- Passage shown
########################################
Joe Armstrong (TN/EAB)
In reply to this post by Joe Armstrong (TN/EAB)

This is pure lunacy - design goals 10 in
http://www.w3.org/TR/2003/PER-xml-20031030/
says:

     " 10. Terseness in XML markup is of minimal importance. "
 
  But terseness of expression *is* important if you have lots of data,
this implies
that you should not use XML when there is lots of data.

  Using XML for voluminous data is a sure sign of bad design

  << in another project I pumped into, XML was being used to represent
     a quantity that had three discrete states.

     THREE STATES CAN BE REPRESENTED IN TWO BITS

     But they chose XML - the declaration of a single state look about
     190 Bytes - and they had *lots* of records, which they stored in a
big data base.

     Now the data base was slow, so they bought more memory, it was
still slow,
     so they wanted to go distributed - so they asked me since "Joe
knows something about
     distributed programming" >>

   Mindless use of XML is sure sign of excruciatingly bad design.
   >>

   Idea - grade moderately difficult - XML should compress very nicely -
since the
same tags get repeated over and over again, thus in LZSS compression
duplicated tags will
appear as pointers.
########################################
- Provided material
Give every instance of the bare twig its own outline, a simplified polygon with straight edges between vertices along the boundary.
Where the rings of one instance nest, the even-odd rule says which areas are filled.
########################################
- What to work on
1. From the post on XML, retype the part that opens with the words containing "In reply to" and closes with "lots of data.".
2. Answer these questions from the post on XML:
(a) Which numbered design goal states that terseness in XML markup is of minimal importance?
(b) How many discrete states did the quantity in the other project have?
(c) What did the project team buy first when the database was slow?
The data shown play no part in this work.

- Solutions in order
1.
In reply to this post by Joe Armstrong (TN/EAB)

This is pure lunacy - design goals 10 in
http://www.w3.org/TR/2003/PER-xml-20031030/
says:

     " 10. Terseness in XML markup is of minimal importance. "
 
  But terseness of expression *is* important if you have lots of data,
this implies
that you should not use XML when there is lots of data.

2.
(a) Design goal 10.
(b) Three.
(c) More memory.